*Text passage*
Nick Townsend

No. 42 – Stanford Cardinal
- Position: Power forward
- League: Atlantic Coast Conference

Personal information
- Born: October 23, 2004 (age 21)
- Listed height: 6 ft 7 in (2.01 m)
- Listed weight: 240 lb (109 kg)

Career information
- High school: Horace Greeley (Chappaqua, New York); Hotchkiss School (Lakeville, Connecticut);
- College: Yale (2022–2026); Stanford (2026–present);

Career highlights
- Ivy League Player of the Year (2026); 2× First-team All-Ivy League (2025, 2026);

= Nick Townsend (basketball) =

American basketball player (born 2004)

Nicholas Townsend (born October 23, 2004) is an American college basketball player for the Stanford Cardinal of the Atlantic Coast Conference. He previously played for the Yale Bulldogs.

==Early life and high school==
Townsend grew up in Chappaqua, New York and initially attended Horace Greeley High School. In 2020, he received the "Mr. Basketball" award as the top basketball player in Section 1 of the New York State Public High School Athletic Association, the youngest player and first sophomore to earn that recognition. The New York State Sportswriters Association named Townsend to the Class AA all-state second team that year.

Townsend transferred to the Hotchkiss School to improve his chances of playing basketball during the COVID-19 pandemic. However, his junior season at the Hotchkiss School was cancelled due to the pandemic and Townsend missed his senior season due to injury.

==College career==
===Yale===
During his first season with the Yale Bulldogs, Townsend appeared in 11 games off the bench. In his sophomore year, Townsend appeared in all 33 games and started 8 games, averaging 6.0 points and 3.9 rebounds. He was recognized with the team's Most Improved Player Award.

*Dataset records*
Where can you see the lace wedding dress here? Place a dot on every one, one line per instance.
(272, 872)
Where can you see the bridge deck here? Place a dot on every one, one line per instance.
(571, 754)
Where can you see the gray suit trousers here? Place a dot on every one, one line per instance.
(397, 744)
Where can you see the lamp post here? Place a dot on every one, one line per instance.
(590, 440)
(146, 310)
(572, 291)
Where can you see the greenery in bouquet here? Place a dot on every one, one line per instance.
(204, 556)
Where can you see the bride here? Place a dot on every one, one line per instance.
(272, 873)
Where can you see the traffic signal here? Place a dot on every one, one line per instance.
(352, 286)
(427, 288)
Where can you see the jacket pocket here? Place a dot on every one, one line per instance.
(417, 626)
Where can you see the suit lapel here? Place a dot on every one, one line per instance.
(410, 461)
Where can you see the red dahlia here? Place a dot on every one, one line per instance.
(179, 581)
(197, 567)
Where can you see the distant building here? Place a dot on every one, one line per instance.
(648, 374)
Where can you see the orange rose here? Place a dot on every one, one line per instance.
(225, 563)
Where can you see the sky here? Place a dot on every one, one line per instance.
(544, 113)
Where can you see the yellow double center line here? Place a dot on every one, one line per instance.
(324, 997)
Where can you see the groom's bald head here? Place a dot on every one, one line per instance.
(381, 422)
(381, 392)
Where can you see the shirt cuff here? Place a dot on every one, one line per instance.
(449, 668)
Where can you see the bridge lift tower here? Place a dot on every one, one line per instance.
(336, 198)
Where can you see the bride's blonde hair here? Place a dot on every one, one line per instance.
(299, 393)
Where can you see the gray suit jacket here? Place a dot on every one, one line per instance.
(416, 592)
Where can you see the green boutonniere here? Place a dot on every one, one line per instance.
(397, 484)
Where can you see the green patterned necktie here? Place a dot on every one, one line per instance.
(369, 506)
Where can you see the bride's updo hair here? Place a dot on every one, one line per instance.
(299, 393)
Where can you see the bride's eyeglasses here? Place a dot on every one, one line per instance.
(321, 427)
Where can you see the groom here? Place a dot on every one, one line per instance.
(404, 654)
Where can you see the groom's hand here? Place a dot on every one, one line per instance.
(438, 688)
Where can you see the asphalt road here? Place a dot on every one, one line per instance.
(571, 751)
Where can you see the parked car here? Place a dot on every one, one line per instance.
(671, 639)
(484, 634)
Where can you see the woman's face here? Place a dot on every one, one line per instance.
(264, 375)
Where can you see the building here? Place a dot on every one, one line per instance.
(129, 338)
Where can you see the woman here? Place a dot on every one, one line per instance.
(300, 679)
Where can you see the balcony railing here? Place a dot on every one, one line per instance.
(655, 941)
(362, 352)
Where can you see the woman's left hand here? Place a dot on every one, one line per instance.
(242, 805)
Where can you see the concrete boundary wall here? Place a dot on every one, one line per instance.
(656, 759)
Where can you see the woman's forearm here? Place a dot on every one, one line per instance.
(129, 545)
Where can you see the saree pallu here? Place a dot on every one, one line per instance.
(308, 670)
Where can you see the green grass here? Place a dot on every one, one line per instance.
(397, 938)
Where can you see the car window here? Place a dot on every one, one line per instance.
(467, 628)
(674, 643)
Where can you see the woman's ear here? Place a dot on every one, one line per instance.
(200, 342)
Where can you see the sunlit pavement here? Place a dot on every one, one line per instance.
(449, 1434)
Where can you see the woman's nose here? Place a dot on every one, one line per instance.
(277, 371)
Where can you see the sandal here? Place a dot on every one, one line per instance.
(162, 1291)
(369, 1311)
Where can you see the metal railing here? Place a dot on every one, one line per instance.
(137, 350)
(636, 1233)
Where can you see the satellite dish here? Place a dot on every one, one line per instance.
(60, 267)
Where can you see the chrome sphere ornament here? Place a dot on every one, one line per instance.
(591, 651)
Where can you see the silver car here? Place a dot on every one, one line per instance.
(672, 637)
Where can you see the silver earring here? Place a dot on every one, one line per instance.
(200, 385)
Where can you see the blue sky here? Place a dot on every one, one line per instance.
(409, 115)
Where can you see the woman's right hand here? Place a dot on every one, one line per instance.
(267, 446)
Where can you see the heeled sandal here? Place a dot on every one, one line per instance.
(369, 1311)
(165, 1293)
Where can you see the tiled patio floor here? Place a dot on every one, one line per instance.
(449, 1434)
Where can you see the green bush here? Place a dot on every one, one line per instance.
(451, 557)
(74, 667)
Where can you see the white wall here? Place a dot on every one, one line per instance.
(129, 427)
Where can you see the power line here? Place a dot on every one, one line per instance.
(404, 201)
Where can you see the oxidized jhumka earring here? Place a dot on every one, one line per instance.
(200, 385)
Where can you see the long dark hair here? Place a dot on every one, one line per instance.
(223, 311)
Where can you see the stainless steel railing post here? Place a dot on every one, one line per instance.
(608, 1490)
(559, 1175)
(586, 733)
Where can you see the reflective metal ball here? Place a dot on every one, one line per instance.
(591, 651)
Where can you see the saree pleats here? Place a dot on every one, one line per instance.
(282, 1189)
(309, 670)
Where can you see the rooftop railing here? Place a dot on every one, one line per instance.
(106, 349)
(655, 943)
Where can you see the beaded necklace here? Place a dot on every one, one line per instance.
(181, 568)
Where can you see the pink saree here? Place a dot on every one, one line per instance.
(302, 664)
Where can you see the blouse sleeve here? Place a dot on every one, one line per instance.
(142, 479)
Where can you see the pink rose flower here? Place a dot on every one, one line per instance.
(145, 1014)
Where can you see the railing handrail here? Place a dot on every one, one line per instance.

*Task objective*
In the Nick Townsend profile, copy the part starting at "Career highlights" and ending at "player (born 2004)", substituting "Honors" for "Career highlights". Answer using only the Nick Townsend profile, not the listing.

*Expected answer*
Honors
- Ivy League Player of the Year (2026); 2× First-team All-Ivy League (2025, 2026);

= Nick Townsend (basketball) =

American basketball player (born 2004)